Traders lowered their bets on the U.S. Federal Reserve’s interest-rate cuts this year, pricing in just two reductions for 2025 after the U.S. and China agreed to cut tariffs and moderate their trade war.

Swaps that track upcoming central bank meetings showed just 55 basis points of easing by December, down from near 75 basis points last week. Traders still see the first quarter-point cut in September. The policy-sensitive two-year yield rose as much as 12 basis points Monday to back above 4%, as traders pulled back their estimates of rate cuts for 2025.

The rise in yields combined with decreasing certainty over rate cuts reflect further weakening of bullish bond wagers as the latest reduction in tariffs is viewed as bolstering the economy. Risk assets rallied sharply to start the week, dimming the appeal of Treasuries.

The pullback in market expectations of the Fed’s rate path has extended since the U.S. central bank published its meeting statement and chair Jerome Powell advocated for a wait-and-see approach to assess how tariffs will impact inflation and growth. Over the past week, the two-year yield has climbed from a low of 3.55%, while the five-year note yield has risen to 4.11% from around 3.85%.

“Markets are in the overshooting business and right now the money in motion is flowing to risk,” said Ed Al-Hussainy, rates strategist at Columbia Threadneedle Investment. The firm prefers selling the front-end, with Al Hussainy saying attractive cheaper levels for the two-year would require the market pricing in less than two cuts for this year.

Swaps Market Pricing of Fed Cuts | Federal Reserve rate cut pricing has diminished since Friday (Bloomberg)

Only last month, the bond market was pricing in four quarter-point cuts, with the Fed seen as resuming its easing cycle in June amid concerns that the trade war would derail the U.S. economy. Now traders appear more aligned with the call of just two cuts in 2025 made by Fed officials in March, as employment remains firm and the prospect of sticky inflation is viewed as keeping the Fed on the sidelines.

#### Data excerpt

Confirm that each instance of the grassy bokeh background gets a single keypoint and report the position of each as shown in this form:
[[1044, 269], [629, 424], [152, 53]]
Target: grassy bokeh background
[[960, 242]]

#### Work to do
Answer these questions from the article on Fed rate-cut bets:
1. How many basis points of easing by December did swaps show, and what was the figure last week?
2. From what low has the two-year yield climbed over the past week?
3. How many quarter-point cuts was the bond market pricing in last month?

#### Written reply
1. 55 basis points, down from near 75 basis points last week.
2. 3.55%.
3. Four.